Monte says very specifically, that this is an advanced book. if you are a beginner, then this book is not for you. when i first read that sentiment, i thought it a bit pretentious, and that it smacked of overblown self-importance. but that was just the knee-jerk reaction. 

as i read some more, i realised that it really is true. it's not meant as an insult to anyone, simply a warning, that a certain level of competence is required. (NOTE: i am _not_ suggesting that you do not posses the required level of competence.)

so basically, this is a new system. and the old rules do not apply.

~NegZ


----------



## Ezrael (Aug 8, 2003)

Negative Zero said:
			
		

> *Monte says very specifically, that this is an advanced book. if you are a beginner, then this book is not for you. when i first read that sentiment, i thought it a bit pretentious, and that it smacked of overblown self-importance. but that was just the knee-jerk reaction.
> 
> as i read some more, i realised that it really is true. it's not meant as an insult to anyone, simply a warning, that a certain level of competence is required. (NOTE: i am not suggesting that you do not posses the required level of competence.)
> *




You know, I had the same feeling when I bought the book...I even remember rolling my eyes a bit at the idea that it was 'Advanced' D&D. (I may have even made a joke to that effect.) But the more I read the book, the more I come to realize that if nothing else there is a lot more careful reading required to make use of it, and probably a good deal of learning on the go while mastering the system. I was originally thinking about trying to make the Psi Handbook system work with AU, but now I think I'll give that a pass and just use the book's magic system (and its psionic components) for a while until I've learned it thoroughly enough.

I'd like to believe I possess sufficient competence, but at the same time, new is new and needs to be learned. And a lot of this is new, even though it's built out of familiar parts. I understand better why so many people seem so thoroughly taken with it.

◇ ◇ ◇

**Your objective:**
In the forum thread, what system did Ezrael originally consider making work with AU? The records play no part in the task.

(Excerpts from a point labeling dataset)
◇ ◇ ◇

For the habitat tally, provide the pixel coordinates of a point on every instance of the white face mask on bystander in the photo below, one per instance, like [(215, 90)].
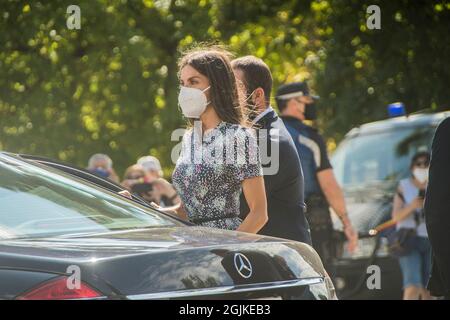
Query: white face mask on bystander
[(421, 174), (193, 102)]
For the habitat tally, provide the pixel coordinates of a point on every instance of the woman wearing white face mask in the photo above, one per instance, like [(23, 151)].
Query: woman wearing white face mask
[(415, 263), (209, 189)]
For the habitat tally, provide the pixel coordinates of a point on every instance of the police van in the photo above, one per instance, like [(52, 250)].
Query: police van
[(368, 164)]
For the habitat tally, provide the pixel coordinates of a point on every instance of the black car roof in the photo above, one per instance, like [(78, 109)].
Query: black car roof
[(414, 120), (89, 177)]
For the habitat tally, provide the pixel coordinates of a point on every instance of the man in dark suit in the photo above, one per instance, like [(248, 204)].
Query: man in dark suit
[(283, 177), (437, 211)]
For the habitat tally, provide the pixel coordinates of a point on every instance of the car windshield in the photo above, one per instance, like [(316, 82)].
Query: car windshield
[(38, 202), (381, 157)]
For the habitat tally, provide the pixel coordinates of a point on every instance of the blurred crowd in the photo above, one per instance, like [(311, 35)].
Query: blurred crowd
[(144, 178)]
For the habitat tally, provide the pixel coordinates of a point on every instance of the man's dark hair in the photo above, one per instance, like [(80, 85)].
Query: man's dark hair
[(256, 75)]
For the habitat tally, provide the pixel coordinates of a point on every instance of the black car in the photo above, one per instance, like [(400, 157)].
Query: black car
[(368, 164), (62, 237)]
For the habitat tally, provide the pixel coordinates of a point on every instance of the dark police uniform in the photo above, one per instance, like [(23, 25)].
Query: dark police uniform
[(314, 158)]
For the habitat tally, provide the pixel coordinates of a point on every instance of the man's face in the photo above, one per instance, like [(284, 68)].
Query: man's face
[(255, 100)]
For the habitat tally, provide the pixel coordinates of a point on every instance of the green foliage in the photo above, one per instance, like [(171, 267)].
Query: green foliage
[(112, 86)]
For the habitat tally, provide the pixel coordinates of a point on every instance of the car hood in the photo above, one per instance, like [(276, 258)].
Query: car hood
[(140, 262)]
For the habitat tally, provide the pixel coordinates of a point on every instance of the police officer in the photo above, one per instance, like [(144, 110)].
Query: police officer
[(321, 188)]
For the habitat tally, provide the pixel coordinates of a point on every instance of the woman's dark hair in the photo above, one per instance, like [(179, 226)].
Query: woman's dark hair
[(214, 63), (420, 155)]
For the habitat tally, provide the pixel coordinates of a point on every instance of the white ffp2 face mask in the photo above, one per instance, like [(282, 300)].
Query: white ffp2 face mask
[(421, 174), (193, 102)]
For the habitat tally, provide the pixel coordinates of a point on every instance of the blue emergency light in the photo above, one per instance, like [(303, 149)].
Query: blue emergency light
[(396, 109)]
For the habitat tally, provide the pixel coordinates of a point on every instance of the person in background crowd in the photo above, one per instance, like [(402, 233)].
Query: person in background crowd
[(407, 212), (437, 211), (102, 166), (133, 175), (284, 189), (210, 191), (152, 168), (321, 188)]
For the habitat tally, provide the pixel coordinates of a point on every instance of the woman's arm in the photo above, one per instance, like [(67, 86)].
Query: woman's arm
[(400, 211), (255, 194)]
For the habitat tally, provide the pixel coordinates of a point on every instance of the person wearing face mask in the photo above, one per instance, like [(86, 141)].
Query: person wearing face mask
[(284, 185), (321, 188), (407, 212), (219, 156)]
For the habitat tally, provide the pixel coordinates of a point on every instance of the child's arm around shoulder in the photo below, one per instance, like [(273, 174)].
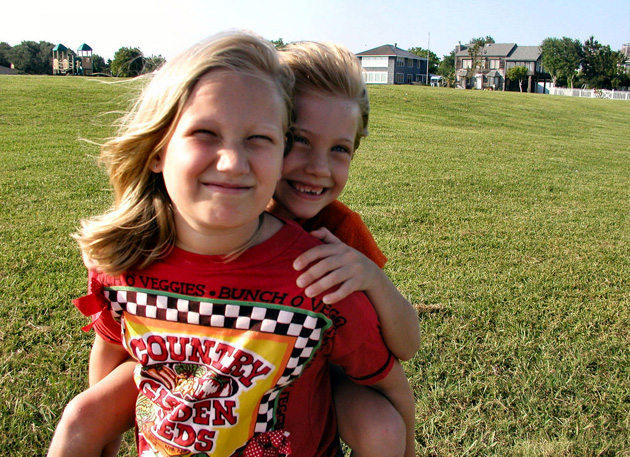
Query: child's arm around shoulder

◇ ◇ ◇

**Task response:**
The Psi Handbook system.